◆ Page:
++++++

Deux tabous politiques qui empêchent la mobilisation


Par Alexandre Moumbaris – Le 11 janvier 2015 – Source BIP

Le premier tabou que je veux évoquer concerne les communistes : partis, organisations et camarades qui, dans le contexte de la guerre d’agression – et non pas civile – que subit la Syrie, traitent la Russie comme «seulement un autre impérialisme» à la poursuite de ses propres desseins, et de ce fait la mettent dos à dos avec d’autres belligérants. Ils nient avec obstination le rôle internationalement progressiste que la Russie joue dans ce pays.

Clairement la Russie d’aujourd’hui n’est pas l’Union soviétique d’hier, elle est capitaliste, même impérialiste, avec tout ce que caractérise ce système : le rôle des banques, des monopoles… où la quête du profit est omniprésente. Nous en sommes conscients. Bien que certaines attitudes du président Poutine et de son entourage soient sympathiques à l’égard du passé communiste, rien ne nous garantit que cela aille plus loin ou que cela durera.

Pendant la période Poutine, la Russie a su défendre son territoire des attaques impérialistes occidentales et respecter le droit international, notamment par rapport à l’incorporation de la Crimée et à l’assistance militaire répondant à la demande du gouvernement syrien.

Alors que les démembrements de la Yougoslavie et celui de la Serbie, avec la sécession forcée du Kosovo, ont été faits à coup de bombes et à l’aide de forces supplétives d’une coalition de pays membres de l’Otan, sous le prétexte fallacieux de protéger les musulmans, à l’inverse, la transition de la Crimée vers la Fédération de Russie a bien été plébiscitée par sa population et s’est déroulée paisiblement et légalement. Rappelons que la Crimée a été russe pendant plus de deux cents ans et que la grande majorité de la population est ethniquement russe. Elle n’a fait partie de l’Ukraine que par acte administratif pendant la période du renégat Khrouchtchev.

Il faut rappeler que les diverses organisations, particulièrement de gauche, qui avaient prêté main forte à la campagne de dénigrement du président Slobodan Milosevic, qui l’accusaient de nettoyage ethnique, agissent régulièrement, même immanquablement comme des alliés d’appoint des impérialistes. Ces pleureuses, apparaissent dans tous les média de masses pour s’indigner du fond de leurs innocentes âmes, et diaboliser les régimes des pays que les impérialistes ont décidé d’attaquer. Cela a été le cas avec la Yougoslavie, l’Irak, la Libye et maintenant pour la Syrie. Elles ne se sont jamais indignées, à propos du coup d’État sanglant en Roumanie, des conditions des minorités russes dans les pays baltes, elles n’ont pas exprimé leur désapprobation face à la dissolution illégale de l’Union soviétique, ni à la nazification de l’Ukraine, ni au sort de la Côte d’Ivoire, de la Libye ou de l’Irak… Mais quand l’urgence est passée, le désastre installé, il leur arrive de faire semblant d’essuyer une ou deux larmes de crocodile… en préparation du prochain coup.

++++++

◆ Liste des entrées:
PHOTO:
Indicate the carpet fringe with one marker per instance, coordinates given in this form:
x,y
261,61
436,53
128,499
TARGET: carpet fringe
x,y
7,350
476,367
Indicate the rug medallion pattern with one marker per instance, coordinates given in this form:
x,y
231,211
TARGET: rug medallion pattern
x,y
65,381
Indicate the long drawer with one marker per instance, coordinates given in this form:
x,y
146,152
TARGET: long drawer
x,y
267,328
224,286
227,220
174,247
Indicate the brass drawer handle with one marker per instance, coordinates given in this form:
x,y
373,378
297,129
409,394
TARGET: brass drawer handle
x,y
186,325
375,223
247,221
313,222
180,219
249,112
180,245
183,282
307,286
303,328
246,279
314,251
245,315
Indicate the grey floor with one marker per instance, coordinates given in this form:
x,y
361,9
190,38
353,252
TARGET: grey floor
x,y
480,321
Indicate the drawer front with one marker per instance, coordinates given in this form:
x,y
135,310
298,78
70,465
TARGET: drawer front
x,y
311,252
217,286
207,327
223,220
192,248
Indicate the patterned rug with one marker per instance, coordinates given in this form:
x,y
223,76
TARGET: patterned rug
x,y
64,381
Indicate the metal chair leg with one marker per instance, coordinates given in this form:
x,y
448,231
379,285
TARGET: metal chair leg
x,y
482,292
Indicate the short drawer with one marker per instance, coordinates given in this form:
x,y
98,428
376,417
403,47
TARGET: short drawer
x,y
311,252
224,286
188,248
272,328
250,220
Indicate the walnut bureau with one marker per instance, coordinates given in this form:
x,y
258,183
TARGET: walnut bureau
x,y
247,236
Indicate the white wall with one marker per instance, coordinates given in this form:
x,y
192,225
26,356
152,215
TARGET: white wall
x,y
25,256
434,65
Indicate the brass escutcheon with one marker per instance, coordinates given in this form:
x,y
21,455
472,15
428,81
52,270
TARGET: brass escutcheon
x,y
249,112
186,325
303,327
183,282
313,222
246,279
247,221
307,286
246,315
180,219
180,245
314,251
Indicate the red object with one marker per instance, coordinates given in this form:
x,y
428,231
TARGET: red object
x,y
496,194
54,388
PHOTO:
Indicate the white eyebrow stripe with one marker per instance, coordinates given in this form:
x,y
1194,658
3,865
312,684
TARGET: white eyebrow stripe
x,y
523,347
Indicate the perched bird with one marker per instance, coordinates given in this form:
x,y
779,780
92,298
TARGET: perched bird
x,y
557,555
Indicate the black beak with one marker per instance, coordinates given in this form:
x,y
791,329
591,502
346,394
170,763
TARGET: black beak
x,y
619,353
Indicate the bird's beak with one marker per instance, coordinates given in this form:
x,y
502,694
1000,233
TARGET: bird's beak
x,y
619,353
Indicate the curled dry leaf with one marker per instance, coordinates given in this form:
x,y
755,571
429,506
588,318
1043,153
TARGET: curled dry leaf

++++++

◆ Énoncé 1:
Répondez aux questions suivantes d'après l'article sur les deux tabous politiques :
(a) Depuis combien de temps la Crimée était-elle russe ?
(b) Sous quelle période la Crimée a-t-elle été rattachée à l'Ukraine ?
(c) Quel président les organisations de gauche accusaient-elles de nettoyage ethnique ?
◆ Énoncé 2:
Recopiez fidèlement le passage de l'article qui commence par « Alors que les » et se poursuit jusqu'à « du renégat Khrouchtchev. ».

◆ Résultat 1:
(a) Depuis plus de deux cents ans.
(b) Pendant la période de Khrouchtchev, par acte administratif.
(c) Slobodan Milosevic.

◆ Résultat 2:
Alors que les démembrements de la Yougoslavie et celui de la Serbie, avec la sécession forcée du Kosovo, ont été faits à coup de bombes et à l’aide de forces supplétives d’une coalition de pays membres de l’Otan, sous le prétexte fallacieux de protéger les musulmans, à l’inverse, la transition de la Crimée vers la Fédération de Russie a bien été plébiscitée par sa population et s’est déroulée paisiblement et légalement. Rappelons que la Crimée a été russe pendant plus de deux cents ans et que la grande majorité de la population est ethniquement russe. Elle n’a fait partie de l’Ukraine que par acte administratif pendant la période du renégat Khrouchtchev.